__Selection__
+===+

Real question is whether one is "helping" someone or "enabling."

Basic rule is (that I am trying to use) is the help you would or have been providing something that the victim/goof-off should be able to do on their own?

If they are having a hard time doing what they should be able to do on their own -- and you feel compelled to rush in and "help" them do that -- chances are you are enabling their dysfunction. They obviously need practice on it -- whatever it is -- so they can work towards mastery.

Have been through this with Mrs. Hammer and the kids. Even using the term "enabling." Sometimes the 6 year old pretends he cannot put on his socks or buckle his seat belt. I just tell him (for the benefit of all, including Mrs. Hammer who may be present) that if I do for him, he will not learn to do for himself. He thinks about that, does whatever he shirking, and I sort of check from a distance to see if he really needs help.

+===+

__Record extracts__

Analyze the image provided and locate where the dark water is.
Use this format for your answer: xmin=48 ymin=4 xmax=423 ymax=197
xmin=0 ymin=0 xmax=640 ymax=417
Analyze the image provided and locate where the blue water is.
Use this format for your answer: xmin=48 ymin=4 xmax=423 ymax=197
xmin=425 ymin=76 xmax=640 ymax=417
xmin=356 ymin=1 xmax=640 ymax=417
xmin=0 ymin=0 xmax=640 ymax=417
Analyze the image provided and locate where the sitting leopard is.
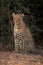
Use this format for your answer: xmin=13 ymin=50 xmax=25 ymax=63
xmin=12 ymin=13 xmax=34 ymax=53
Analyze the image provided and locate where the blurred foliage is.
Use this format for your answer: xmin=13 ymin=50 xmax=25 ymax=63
xmin=0 ymin=0 xmax=43 ymax=49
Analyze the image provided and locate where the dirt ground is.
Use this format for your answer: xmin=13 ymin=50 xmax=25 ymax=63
xmin=0 ymin=51 xmax=43 ymax=65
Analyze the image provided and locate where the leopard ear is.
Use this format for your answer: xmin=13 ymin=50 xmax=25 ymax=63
xmin=12 ymin=13 xmax=15 ymax=16
xmin=22 ymin=14 xmax=24 ymax=16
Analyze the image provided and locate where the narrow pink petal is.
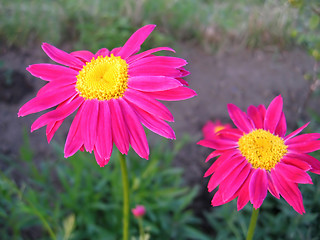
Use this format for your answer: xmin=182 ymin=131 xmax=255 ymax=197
xmin=271 ymin=169 xmax=305 ymax=214
xmin=70 ymin=50 xmax=94 ymax=62
xmin=64 ymin=107 xmax=83 ymax=158
xmin=128 ymin=64 xmax=182 ymax=78
xmin=228 ymin=104 xmax=253 ymax=133
xmin=249 ymin=169 xmax=268 ymax=209
xmin=208 ymin=155 xmax=246 ymax=192
xmin=42 ymin=43 xmax=84 ymax=69
xmin=247 ymin=105 xmax=263 ymax=129
xmin=267 ymin=172 xmax=280 ymax=199
xmin=284 ymin=122 xmax=310 ymax=142
xmin=95 ymin=101 xmax=113 ymax=159
xmin=288 ymin=140 xmax=320 ymax=153
xmin=129 ymin=103 xmax=176 ymax=139
xmin=18 ymin=85 xmax=76 ymax=117
xmin=94 ymin=48 xmax=110 ymax=58
xmin=117 ymin=24 xmax=156 ymax=59
xmin=275 ymin=112 xmax=287 ymax=138
xmin=237 ymin=169 xmax=254 ymax=211
xmin=27 ymin=63 xmax=79 ymax=81
xmin=275 ymin=162 xmax=312 ymax=184
xmin=286 ymin=133 xmax=320 ymax=145
xmin=197 ymin=138 xmax=238 ymax=150
xmin=109 ymin=99 xmax=129 ymax=154
xmin=119 ymin=98 xmax=149 ymax=159
xmin=80 ymin=99 xmax=99 ymax=152
xmin=219 ymin=161 xmax=251 ymax=201
xmin=146 ymin=87 xmax=197 ymax=101
xmin=31 ymin=97 xmax=83 ymax=132
xmin=127 ymin=47 xmax=175 ymax=64
xmin=94 ymin=150 xmax=110 ymax=167
xmin=128 ymin=76 xmax=182 ymax=92
xmin=281 ymin=153 xmax=312 ymax=171
xmin=130 ymin=56 xmax=187 ymax=68
xmin=264 ymin=95 xmax=283 ymax=133
xmin=204 ymin=150 xmax=236 ymax=177
xmin=124 ymin=89 xmax=174 ymax=122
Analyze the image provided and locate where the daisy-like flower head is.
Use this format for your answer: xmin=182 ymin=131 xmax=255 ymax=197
xmin=198 ymin=96 xmax=320 ymax=214
xmin=202 ymin=120 xmax=232 ymax=139
xmin=18 ymin=25 xmax=196 ymax=167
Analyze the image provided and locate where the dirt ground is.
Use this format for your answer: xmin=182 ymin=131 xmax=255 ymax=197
xmin=0 ymin=44 xmax=313 ymax=191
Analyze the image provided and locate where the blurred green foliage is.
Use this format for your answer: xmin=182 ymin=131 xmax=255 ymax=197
xmin=0 ymin=0 xmax=294 ymax=51
xmin=0 ymin=133 xmax=209 ymax=240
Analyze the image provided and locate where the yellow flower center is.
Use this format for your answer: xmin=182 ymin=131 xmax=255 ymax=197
xmin=238 ymin=129 xmax=288 ymax=170
xmin=76 ymin=54 xmax=128 ymax=101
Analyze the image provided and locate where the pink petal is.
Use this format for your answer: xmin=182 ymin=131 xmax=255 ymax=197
xmin=94 ymin=48 xmax=110 ymax=58
xmin=42 ymin=43 xmax=84 ymax=69
xmin=64 ymin=107 xmax=83 ymax=158
xmin=109 ymin=99 xmax=129 ymax=154
xmin=128 ymin=76 xmax=182 ymax=92
xmin=228 ymin=104 xmax=253 ymax=133
xmin=208 ymin=155 xmax=246 ymax=192
xmin=80 ymin=99 xmax=99 ymax=152
xmin=27 ymin=63 xmax=79 ymax=81
xmin=219 ymin=161 xmax=251 ymax=201
xmin=204 ymin=150 xmax=236 ymax=177
xmin=127 ymin=47 xmax=175 ymax=64
xmin=275 ymin=163 xmax=312 ymax=184
xmin=267 ymin=172 xmax=280 ymax=199
xmin=288 ymin=141 xmax=320 ymax=153
xmin=146 ymin=87 xmax=197 ymax=101
xmin=275 ymin=112 xmax=287 ymax=138
xmin=31 ymin=94 xmax=83 ymax=132
xmin=70 ymin=50 xmax=94 ymax=62
xmin=117 ymin=25 xmax=156 ymax=59
xmin=130 ymin=56 xmax=187 ymax=68
xmin=18 ymin=85 xmax=76 ymax=117
xmin=247 ymin=105 xmax=263 ymax=129
xmin=129 ymin=103 xmax=176 ymax=139
xmin=264 ymin=95 xmax=283 ymax=134
xmin=124 ymin=89 xmax=174 ymax=122
xmin=249 ymin=169 xmax=268 ymax=209
xmin=271 ymin=169 xmax=305 ymax=214
xmin=119 ymin=98 xmax=149 ymax=159
xmin=284 ymin=122 xmax=310 ymax=143
xmin=95 ymin=101 xmax=113 ymax=160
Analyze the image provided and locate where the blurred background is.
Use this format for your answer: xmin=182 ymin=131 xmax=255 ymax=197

+===+

Decide whether each statement agrees with the post about helping versus enabling, and answer yes or no with the exact words from the post that settle it. 1. The 6 year old sometimes pretends he cannot buckle his seat belt. 2. The writer has never used the term "enabling" with the family. 3. The writer checks from a distance to see whether the child really needs help. The lines above are separate material, unrelated to the post.

__Answer to the exercise__
1. Yes: "Sometimes the 6 year old pretends he cannot put on his socks or buckle his seat belt."
2. No: "Have been through this with Mrs. Hammer and the kids. Even using the term "enabling.""
3. Yes: "I sort of check from a distance to see if he really needs help."